— What the exercise asks —
Which lines in the entries below contain the string "building"? Locate and copy each of them.

Excerpts from location labeling data
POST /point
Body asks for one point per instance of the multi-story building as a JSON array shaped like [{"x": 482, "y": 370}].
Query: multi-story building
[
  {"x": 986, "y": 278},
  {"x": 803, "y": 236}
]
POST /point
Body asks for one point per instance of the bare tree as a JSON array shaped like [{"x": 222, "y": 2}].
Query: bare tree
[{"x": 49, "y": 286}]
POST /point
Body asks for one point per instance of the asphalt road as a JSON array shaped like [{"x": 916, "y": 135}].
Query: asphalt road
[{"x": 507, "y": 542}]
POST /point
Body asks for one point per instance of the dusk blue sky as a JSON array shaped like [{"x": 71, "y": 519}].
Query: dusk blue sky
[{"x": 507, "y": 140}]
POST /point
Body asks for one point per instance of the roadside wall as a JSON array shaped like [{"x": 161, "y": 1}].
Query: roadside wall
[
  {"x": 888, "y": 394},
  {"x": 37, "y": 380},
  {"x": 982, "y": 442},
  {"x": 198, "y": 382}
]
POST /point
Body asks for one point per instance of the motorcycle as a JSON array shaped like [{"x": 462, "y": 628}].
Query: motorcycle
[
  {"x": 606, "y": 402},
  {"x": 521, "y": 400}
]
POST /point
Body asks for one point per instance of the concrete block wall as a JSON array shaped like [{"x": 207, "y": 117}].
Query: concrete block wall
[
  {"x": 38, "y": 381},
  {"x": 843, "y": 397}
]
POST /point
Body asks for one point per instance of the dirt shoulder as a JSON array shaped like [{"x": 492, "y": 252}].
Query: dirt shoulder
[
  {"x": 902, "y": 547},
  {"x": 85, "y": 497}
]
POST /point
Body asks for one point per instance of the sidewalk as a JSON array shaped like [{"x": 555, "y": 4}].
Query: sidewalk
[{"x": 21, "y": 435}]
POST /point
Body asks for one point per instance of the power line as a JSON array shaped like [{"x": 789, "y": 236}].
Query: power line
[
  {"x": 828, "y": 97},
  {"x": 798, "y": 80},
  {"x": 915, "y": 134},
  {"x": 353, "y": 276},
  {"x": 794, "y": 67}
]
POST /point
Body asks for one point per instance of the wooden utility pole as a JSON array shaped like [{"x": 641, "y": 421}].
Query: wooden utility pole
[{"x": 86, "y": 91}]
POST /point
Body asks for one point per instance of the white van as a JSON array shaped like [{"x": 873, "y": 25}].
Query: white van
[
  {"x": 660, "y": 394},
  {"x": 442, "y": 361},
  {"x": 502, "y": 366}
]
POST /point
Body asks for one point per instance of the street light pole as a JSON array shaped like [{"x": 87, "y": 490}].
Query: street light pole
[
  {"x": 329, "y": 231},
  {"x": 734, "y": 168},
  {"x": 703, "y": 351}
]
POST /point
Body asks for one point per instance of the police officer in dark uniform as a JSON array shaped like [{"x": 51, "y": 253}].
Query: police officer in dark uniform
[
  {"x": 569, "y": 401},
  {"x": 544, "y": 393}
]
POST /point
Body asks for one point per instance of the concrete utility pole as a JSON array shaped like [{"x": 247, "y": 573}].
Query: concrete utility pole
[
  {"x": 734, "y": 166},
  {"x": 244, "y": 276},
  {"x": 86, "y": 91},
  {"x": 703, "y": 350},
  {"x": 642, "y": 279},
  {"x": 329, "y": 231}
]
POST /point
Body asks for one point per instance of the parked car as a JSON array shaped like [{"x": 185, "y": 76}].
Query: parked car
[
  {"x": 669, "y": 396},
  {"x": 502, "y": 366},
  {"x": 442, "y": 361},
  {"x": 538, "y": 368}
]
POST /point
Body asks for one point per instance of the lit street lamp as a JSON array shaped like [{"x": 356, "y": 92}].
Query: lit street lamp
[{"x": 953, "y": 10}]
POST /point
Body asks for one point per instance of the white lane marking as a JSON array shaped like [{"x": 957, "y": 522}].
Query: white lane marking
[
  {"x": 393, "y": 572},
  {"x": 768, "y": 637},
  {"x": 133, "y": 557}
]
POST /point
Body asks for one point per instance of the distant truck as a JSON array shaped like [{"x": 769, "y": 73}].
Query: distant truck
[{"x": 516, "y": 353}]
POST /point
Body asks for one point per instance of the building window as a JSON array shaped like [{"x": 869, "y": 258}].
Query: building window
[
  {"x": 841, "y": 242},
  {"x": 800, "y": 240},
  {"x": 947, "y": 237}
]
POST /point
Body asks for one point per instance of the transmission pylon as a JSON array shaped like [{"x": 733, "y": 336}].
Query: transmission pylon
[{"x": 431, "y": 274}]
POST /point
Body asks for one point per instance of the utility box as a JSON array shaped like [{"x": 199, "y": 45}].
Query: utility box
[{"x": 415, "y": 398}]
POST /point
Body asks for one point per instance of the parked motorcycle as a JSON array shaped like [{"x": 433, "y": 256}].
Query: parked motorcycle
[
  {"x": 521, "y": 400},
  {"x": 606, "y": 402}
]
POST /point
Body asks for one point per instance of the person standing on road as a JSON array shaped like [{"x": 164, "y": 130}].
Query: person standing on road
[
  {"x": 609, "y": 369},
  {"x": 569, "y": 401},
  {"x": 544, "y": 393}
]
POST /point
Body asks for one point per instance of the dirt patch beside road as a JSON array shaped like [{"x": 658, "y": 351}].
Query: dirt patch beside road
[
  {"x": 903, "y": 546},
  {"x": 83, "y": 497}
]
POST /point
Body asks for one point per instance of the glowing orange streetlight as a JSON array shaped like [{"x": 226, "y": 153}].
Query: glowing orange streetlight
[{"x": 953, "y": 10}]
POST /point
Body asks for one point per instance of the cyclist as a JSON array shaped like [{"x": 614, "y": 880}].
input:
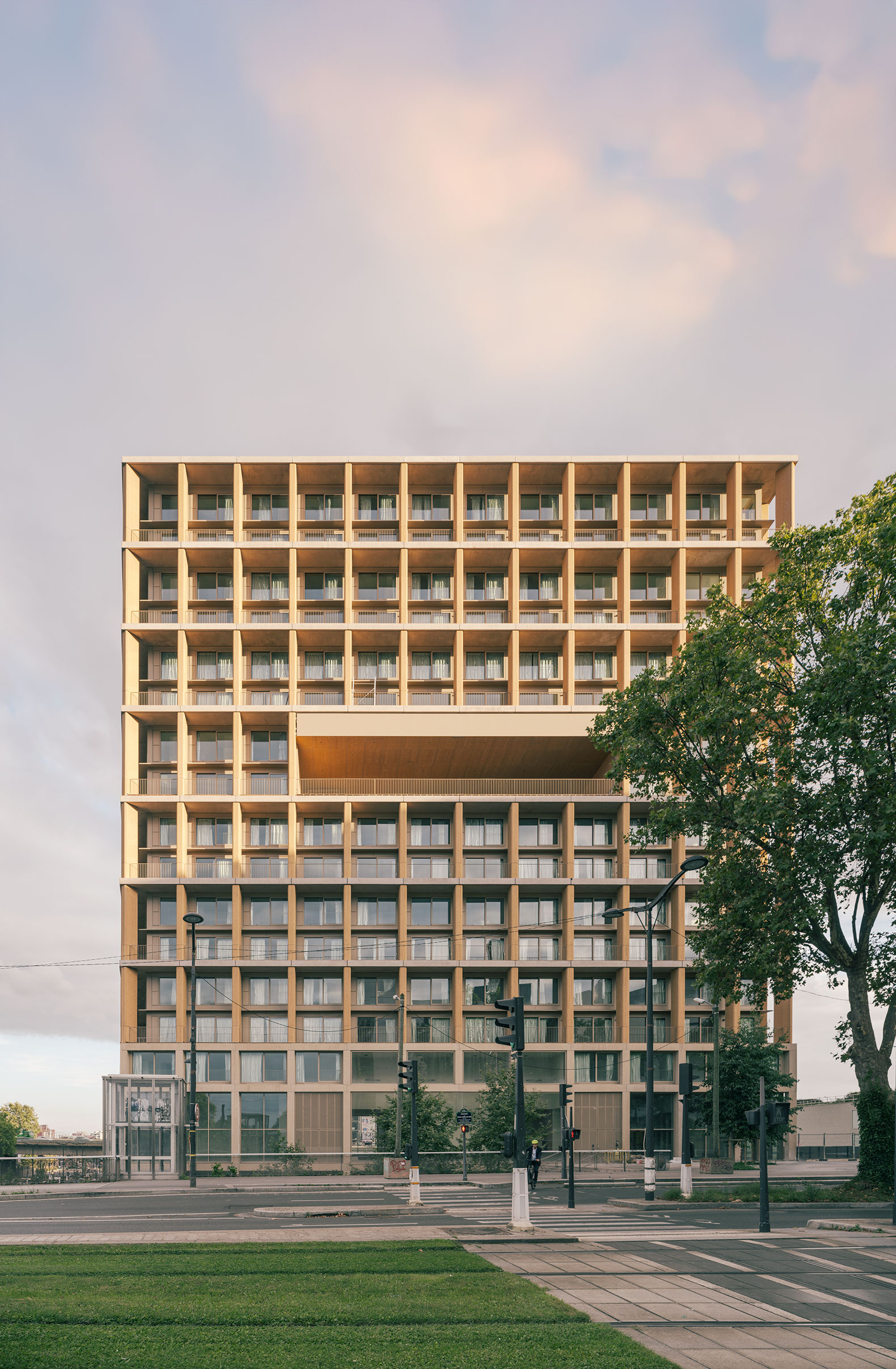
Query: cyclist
[{"x": 534, "y": 1160}]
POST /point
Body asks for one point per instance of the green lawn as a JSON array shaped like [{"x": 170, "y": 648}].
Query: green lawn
[{"x": 429, "y": 1305}]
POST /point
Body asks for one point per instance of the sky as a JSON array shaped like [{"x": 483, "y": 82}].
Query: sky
[{"x": 492, "y": 227}]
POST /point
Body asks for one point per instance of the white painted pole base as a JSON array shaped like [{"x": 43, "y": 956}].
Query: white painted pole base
[{"x": 520, "y": 1202}]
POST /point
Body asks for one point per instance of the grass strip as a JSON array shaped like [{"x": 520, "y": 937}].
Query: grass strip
[
  {"x": 264, "y": 1301},
  {"x": 501, "y": 1346},
  {"x": 323, "y": 1257}
]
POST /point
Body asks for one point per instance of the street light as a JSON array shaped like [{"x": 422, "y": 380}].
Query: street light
[
  {"x": 192, "y": 919},
  {"x": 650, "y": 1160}
]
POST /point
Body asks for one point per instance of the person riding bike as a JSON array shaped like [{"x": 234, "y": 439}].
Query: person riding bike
[{"x": 534, "y": 1160}]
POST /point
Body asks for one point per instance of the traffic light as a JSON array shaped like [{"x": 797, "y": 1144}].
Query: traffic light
[{"x": 515, "y": 1037}]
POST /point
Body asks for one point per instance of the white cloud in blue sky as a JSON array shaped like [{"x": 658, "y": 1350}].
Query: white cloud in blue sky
[{"x": 400, "y": 227}]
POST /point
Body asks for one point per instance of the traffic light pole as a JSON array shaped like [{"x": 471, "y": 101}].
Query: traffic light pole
[{"x": 765, "y": 1224}]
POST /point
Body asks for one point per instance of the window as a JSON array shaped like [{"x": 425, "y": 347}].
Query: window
[
  {"x": 432, "y": 911},
  {"x": 652, "y": 507},
  {"x": 430, "y": 666},
  {"x": 323, "y": 585},
  {"x": 704, "y": 508},
  {"x": 270, "y": 666},
  {"x": 485, "y": 585},
  {"x": 539, "y": 948},
  {"x": 479, "y": 993},
  {"x": 214, "y": 585},
  {"x": 535, "y": 991},
  {"x": 214, "y": 831},
  {"x": 485, "y": 666},
  {"x": 539, "y": 912},
  {"x": 483, "y": 831},
  {"x": 426, "y": 507},
  {"x": 594, "y": 831},
  {"x": 594, "y": 585},
  {"x": 377, "y": 991},
  {"x": 378, "y": 912},
  {"x": 213, "y": 746},
  {"x": 215, "y": 507},
  {"x": 485, "y": 948},
  {"x": 642, "y": 662},
  {"x": 483, "y": 912},
  {"x": 261, "y": 1123},
  {"x": 271, "y": 507},
  {"x": 436, "y": 586},
  {"x": 266, "y": 991},
  {"x": 593, "y": 1029},
  {"x": 539, "y": 666},
  {"x": 213, "y": 1129},
  {"x": 485, "y": 507},
  {"x": 378, "y": 507},
  {"x": 323, "y": 507},
  {"x": 594, "y": 508},
  {"x": 597, "y": 1067},
  {"x": 430, "y": 991},
  {"x": 260, "y": 1067},
  {"x": 322, "y": 912},
  {"x": 698, "y": 584},
  {"x": 430, "y": 831},
  {"x": 214, "y": 666},
  {"x": 322, "y": 831},
  {"x": 270, "y": 585},
  {"x": 539, "y": 585},
  {"x": 538, "y": 831},
  {"x": 545, "y": 507},
  {"x": 649, "y": 585},
  {"x": 378, "y": 585},
  {"x": 213, "y": 989},
  {"x": 320, "y": 991},
  {"x": 664, "y": 1067},
  {"x": 269, "y": 746},
  {"x": 318, "y": 1067},
  {"x": 638, "y": 991},
  {"x": 593, "y": 993},
  {"x": 152, "y": 1063}
]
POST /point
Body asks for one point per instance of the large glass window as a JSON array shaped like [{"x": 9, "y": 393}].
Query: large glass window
[{"x": 261, "y": 1123}]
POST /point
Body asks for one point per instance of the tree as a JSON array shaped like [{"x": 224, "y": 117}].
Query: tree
[
  {"x": 7, "y": 1136},
  {"x": 496, "y": 1110},
  {"x": 743, "y": 1056},
  {"x": 775, "y": 734},
  {"x": 22, "y": 1118},
  {"x": 436, "y": 1122}
]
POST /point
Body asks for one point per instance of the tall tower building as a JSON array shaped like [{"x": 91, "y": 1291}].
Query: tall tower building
[{"x": 354, "y": 709}]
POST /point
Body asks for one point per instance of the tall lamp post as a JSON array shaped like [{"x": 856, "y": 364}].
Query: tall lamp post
[
  {"x": 650, "y": 1157},
  {"x": 192, "y": 919}
]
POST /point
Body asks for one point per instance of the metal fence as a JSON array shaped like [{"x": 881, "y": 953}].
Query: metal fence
[{"x": 59, "y": 1169}]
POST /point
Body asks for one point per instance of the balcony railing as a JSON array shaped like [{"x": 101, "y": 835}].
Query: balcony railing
[
  {"x": 486, "y": 615},
  {"x": 486, "y": 699}
]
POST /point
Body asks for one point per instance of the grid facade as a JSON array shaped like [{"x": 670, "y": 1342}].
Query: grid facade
[{"x": 354, "y": 709}]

— Task output —
Body asks for one point per instance of the multi-story building as a JSON array shaped like [{"x": 482, "y": 370}].
Query: multi-story building
Body asks for one point per instance of the building window as a JSON array shaped like [{"x": 869, "y": 258}].
Query: building window
Body asks for one point per instance of the tall tower building as a JSON array shaped like [{"x": 91, "y": 1291}].
Query: tall tower building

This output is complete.